» **Input material**:
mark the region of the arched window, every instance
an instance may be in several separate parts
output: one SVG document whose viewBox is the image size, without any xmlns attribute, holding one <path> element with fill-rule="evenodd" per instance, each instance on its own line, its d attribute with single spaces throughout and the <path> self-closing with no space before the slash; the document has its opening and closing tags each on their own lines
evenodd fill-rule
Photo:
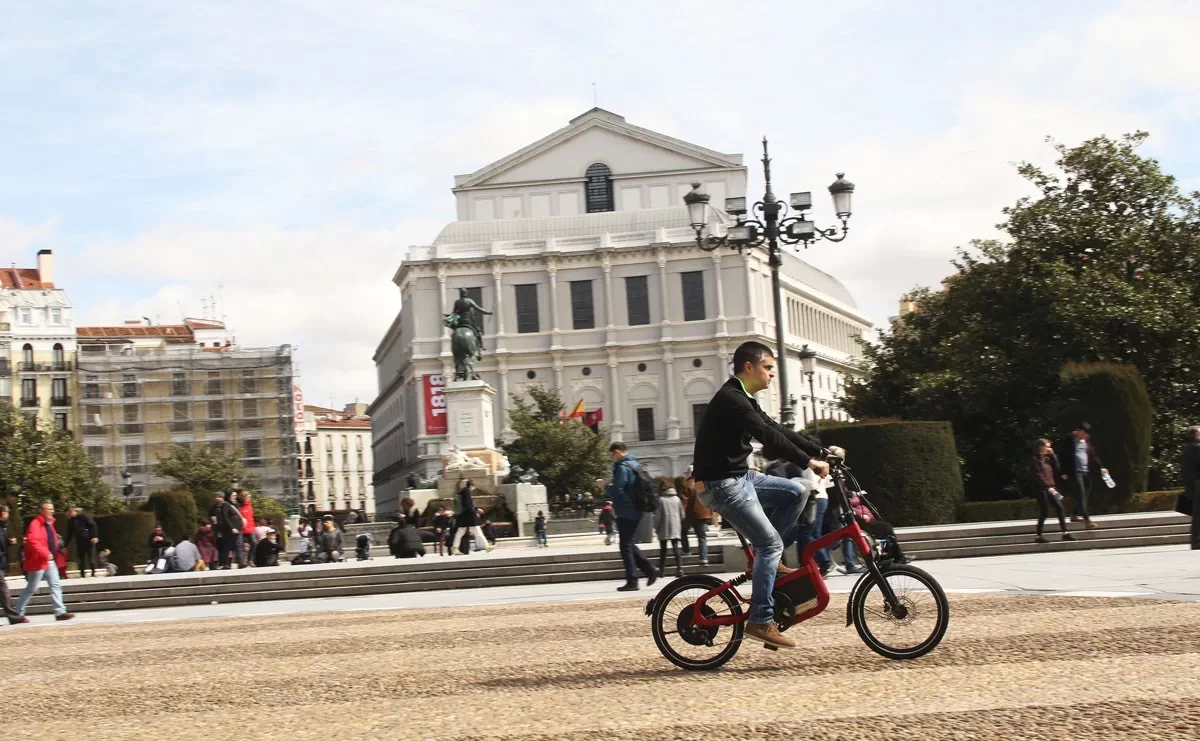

» **Short problem**: Please rewrite the data above as a numbered list with one entry per line, dropping any blank lines. Leave the pictures out of your answer.

» **Expected answer**:
1. mark the region of the arched window, every instance
2. an instance may be in several separate parts
3. output: one SVG document whose viewBox is the image size, without any xmlns attribute, holding one <path> element with fill-rule="evenodd" per instance, each instance on its own line, its d attribute with single spaces throughout and the <path> self-closing with no space before the slash; the document has its opening and closing tags each on their own lines
4. evenodd fill-rule
5. Photo:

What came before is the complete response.